• _Your instructions_: Copy the listing below line for line, leaving out the pictures.

--- start Supplied material ---

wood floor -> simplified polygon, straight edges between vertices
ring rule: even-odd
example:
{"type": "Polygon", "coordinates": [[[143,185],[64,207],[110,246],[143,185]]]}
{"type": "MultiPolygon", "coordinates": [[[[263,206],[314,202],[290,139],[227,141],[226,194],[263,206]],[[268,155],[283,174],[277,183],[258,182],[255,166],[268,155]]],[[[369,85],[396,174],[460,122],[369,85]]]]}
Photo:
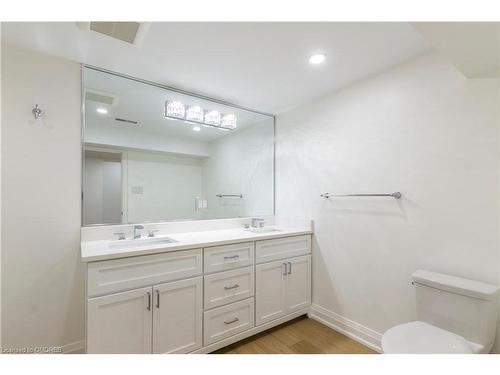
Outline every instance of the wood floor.
{"type": "Polygon", "coordinates": [[[215,354],[374,354],[375,351],[301,317],[222,348],[215,354]]]}

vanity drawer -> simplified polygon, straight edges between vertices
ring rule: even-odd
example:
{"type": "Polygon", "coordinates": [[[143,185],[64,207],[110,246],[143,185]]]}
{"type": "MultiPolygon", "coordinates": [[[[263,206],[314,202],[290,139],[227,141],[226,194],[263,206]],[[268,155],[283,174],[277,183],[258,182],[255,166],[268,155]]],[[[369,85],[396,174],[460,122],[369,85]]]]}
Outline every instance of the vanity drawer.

--- end Supplied material ---

• _Response for this exercise_:
wood floor -> simplified polygon, straight edges between vertices
ring rule: even-odd
example:
{"type": "Polygon", "coordinates": [[[143,185],[64,207],[110,246],[143,185]]]}
{"type": "MultiPolygon", "coordinates": [[[[263,206],[314,202],[290,139],[227,141],[226,194],[263,206]],[[268,155],[283,174],[277,183],[258,182],[255,166],[268,155]]],[[[369,85],[396,174],[460,122],[369,85]]]]}
Photo:
Outline every instance of the wood floor.
{"type": "Polygon", "coordinates": [[[215,354],[374,354],[375,351],[301,317],[222,348],[215,354]]]}

vanity drawer -> simplified polygon, straight edges between vertices
ring rule: even-odd
example:
{"type": "Polygon", "coordinates": [[[143,185],[64,207],[110,246],[143,185]]]}
{"type": "MultiPolygon", "coordinates": [[[[263,206],[314,202],[290,139],[227,141],[226,194],[263,206]],[[268,155],[283,174],[277,183],[258,182],[255,166],[268,155]]],[[[369,85],[396,174],[460,122],[369,85]]]]}
Outline every instance of the vanity drawer.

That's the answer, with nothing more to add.